* _PROBLEM TO SOLVE_
Once the line containing "Indicate every instance of the window with" is located in the records below, repeat it and all lines that follow it exactly, leaving out any picture.

--- START ---

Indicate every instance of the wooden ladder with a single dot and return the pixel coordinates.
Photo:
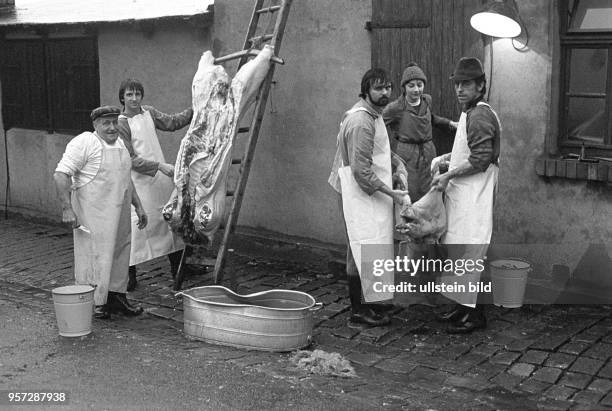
(252, 44)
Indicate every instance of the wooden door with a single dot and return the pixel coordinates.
(432, 33)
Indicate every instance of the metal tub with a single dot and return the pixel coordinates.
(274, 320)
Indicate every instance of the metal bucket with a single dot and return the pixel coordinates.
(509, 278)
(73, 309)
(274, 320)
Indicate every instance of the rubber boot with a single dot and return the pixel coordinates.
(132, 278)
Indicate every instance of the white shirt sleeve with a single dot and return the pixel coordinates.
(82, 158)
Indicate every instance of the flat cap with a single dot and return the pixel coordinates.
(105, 111)
(468, 68)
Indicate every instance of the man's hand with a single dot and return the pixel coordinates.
(142, 218)
(167, 169)
(436, 162)
(400, 197)
(69, 217)
(440, 181)
(400, 180)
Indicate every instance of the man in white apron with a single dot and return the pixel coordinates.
(469, 186)
(95, 188)
(362, 176)
(151, 174)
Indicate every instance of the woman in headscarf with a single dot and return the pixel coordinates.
(409, 121)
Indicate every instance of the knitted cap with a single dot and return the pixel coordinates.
(104, 111)
(413, 72)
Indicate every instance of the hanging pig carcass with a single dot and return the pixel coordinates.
(197, 205)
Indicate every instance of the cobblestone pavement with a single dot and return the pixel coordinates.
(535, 357)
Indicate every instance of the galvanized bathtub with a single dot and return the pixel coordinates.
(274, 320)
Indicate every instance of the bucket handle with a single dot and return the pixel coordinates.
(316, 307)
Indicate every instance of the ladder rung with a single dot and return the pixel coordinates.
(250, 52)
(268, 10)
(257, 39)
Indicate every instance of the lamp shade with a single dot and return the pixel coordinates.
(497, 19)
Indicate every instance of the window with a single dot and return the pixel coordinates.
(49, 84)
(586, 77)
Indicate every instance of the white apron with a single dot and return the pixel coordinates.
(103, 206)
(469, 213)
(156, 239)
(369, 219)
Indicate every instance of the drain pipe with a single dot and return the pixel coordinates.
(8, 176)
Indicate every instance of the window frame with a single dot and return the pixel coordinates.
(568, 41)
(56, 78)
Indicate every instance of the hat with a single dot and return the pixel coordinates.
(468, 68)
(413, 72)
(104, 111)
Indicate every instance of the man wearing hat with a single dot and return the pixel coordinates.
(469, 186)
(95, 189)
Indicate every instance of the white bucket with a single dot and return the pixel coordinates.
(73, 309)
(509, 278)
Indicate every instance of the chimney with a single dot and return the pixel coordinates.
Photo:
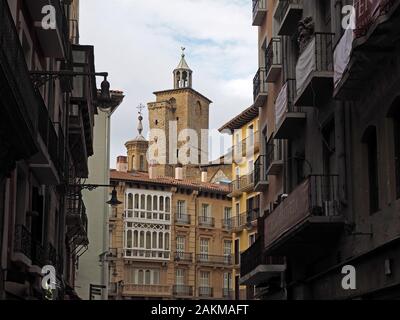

--- END ---

* _WRITTEN RESPONSE_
Indicate every instance of the window with a single dot and return the pixel coordinates.
(49, 84)
(586, 77)
Indicate every instance of the white apron with a single dot and return the pixel coordinates.
(103, 206)
(469, 213)
(156, 239)
(369, 219)
Indicate every instance of the drain pipe with a single dot and return the pixel coordinates.
(8, 176)
Indicate every instance of the window frame with a single dot and return the pixel coordinates.
(568, 41)
(56, 78)
Indicate every instance of the hat with a single dot and return the pixel coordinates.
(468, 68)
(413, 72)
(104, 111)
Indicate every instance of the man wearing hat with a single dot and return the pixel coordinates.
(469, 186)
(95, 189)
Indicate every instance of the white bucket with a single dot and return the pixel coordinates.
(73, 309)
(509, 278)
Indicate every instance of the chimney with a single dot and return the pixel coordinates.
Photo:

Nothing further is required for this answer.